Task prompt
Each line of the material must be reproduced exactly; pictures stay out.

--- Data for this task Enclosed Below ---

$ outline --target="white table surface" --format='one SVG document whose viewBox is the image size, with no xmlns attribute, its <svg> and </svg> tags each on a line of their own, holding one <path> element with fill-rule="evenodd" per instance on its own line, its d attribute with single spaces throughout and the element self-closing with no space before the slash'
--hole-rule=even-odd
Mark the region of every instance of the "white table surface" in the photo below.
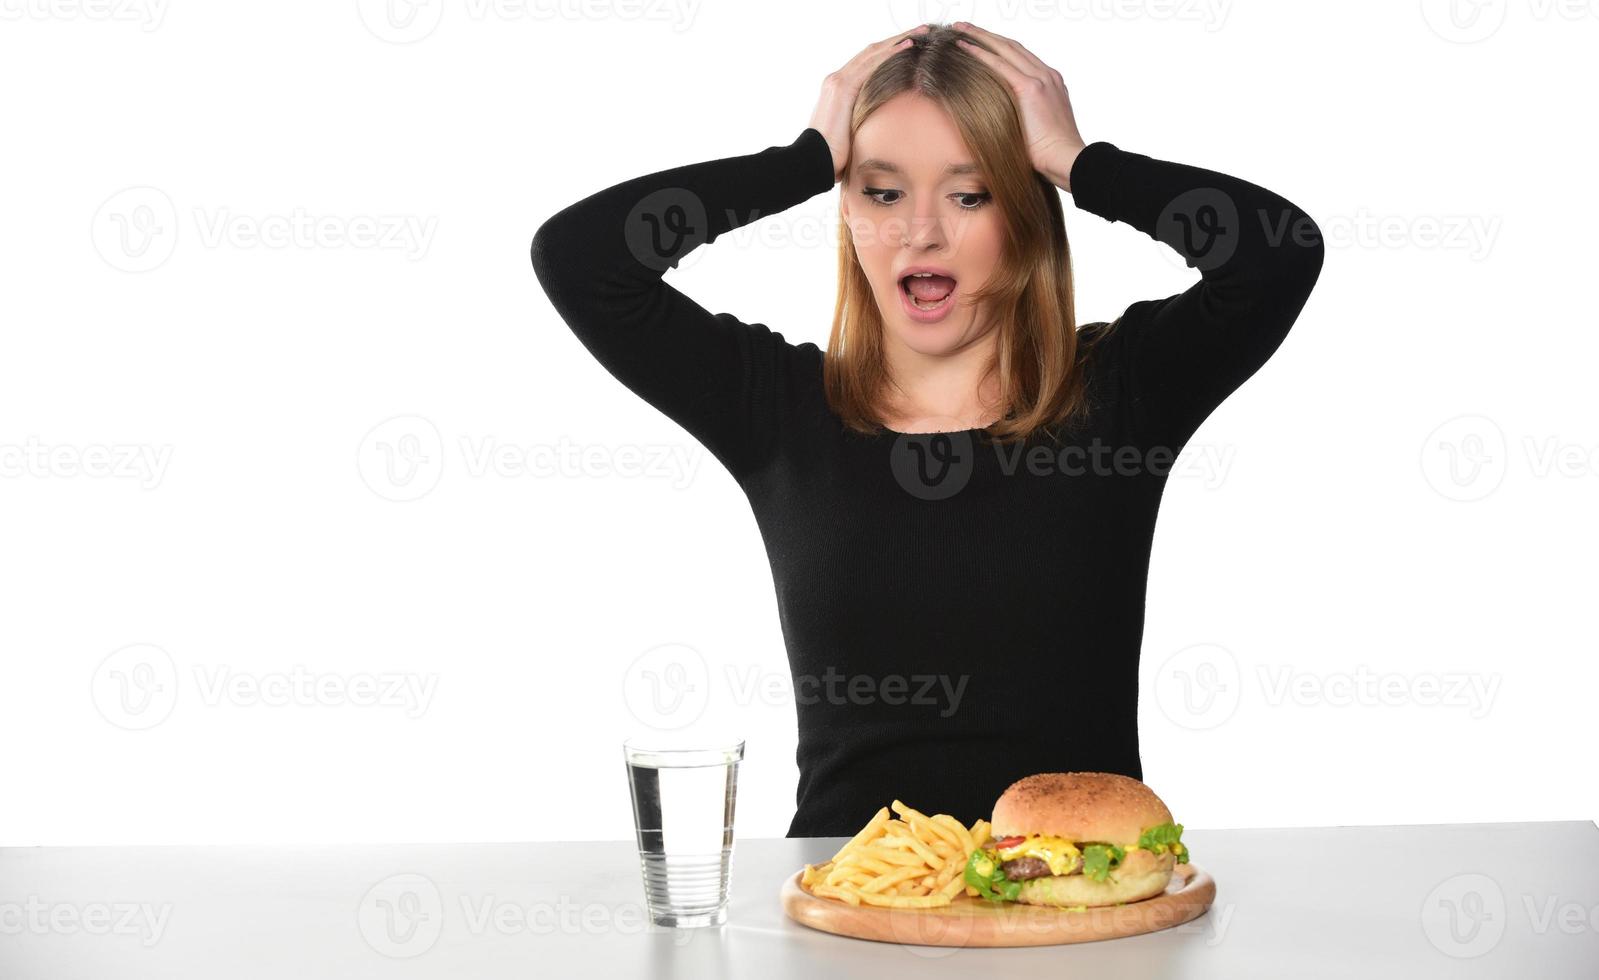
<svg viewBox="0 0 1599 980">
<path fill-rule="evenodd" d="M 0 848 L 0 978 L 1599 978 L 1591 822 L 1184 832 L 1216 903 L 1071 946 L 862 942 L 778 889 L 843 838 L 737 842 L 725 926 L 648 925 L 631 842 Z"/>
</svg>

--- End of Enclosed Data for this task ---

Answer for this exercise
$ outline --target="white table surface" --format='one SVG document whose viewBox is the image size, with no xmlns attribute, its <svg> and </svg> tags each on a line of their own, holding one <path> element with fill-rule="evenodd" per instance on its own line, its d attribute with single spaces throughout and the element self-closing with no space before the slash'
--hole-rule=even-odd
Mark the region of every instance of the "white table surface" in the photo below.
<svg viewBox="0 0 1599 980">
<path fill-rule="evenodd" d="M 0 848 L 0 978 L 1599 978 L 1591 822 L 1184 832 L 1216 903 L 1071 946 L 862 942 L 778 889 L 843 838 L 737 842 L 725 926 L 648 925 L 631 842 Z"/>
</svg>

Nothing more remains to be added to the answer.